# Extracted entries
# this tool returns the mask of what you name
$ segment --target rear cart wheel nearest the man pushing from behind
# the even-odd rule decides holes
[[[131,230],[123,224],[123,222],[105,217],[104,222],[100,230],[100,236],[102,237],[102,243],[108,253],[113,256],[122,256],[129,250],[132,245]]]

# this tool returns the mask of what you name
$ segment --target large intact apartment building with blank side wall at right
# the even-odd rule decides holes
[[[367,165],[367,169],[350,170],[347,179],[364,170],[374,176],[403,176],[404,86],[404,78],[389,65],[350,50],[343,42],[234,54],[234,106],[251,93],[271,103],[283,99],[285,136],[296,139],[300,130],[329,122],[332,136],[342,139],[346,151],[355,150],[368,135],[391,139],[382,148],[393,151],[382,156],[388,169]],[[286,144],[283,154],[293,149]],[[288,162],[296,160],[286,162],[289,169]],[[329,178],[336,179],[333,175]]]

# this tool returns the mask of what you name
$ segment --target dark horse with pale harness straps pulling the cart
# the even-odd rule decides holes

# Aim of the task
Tally every line above that has the word "segment", and report the total with no other words.

# Task response
3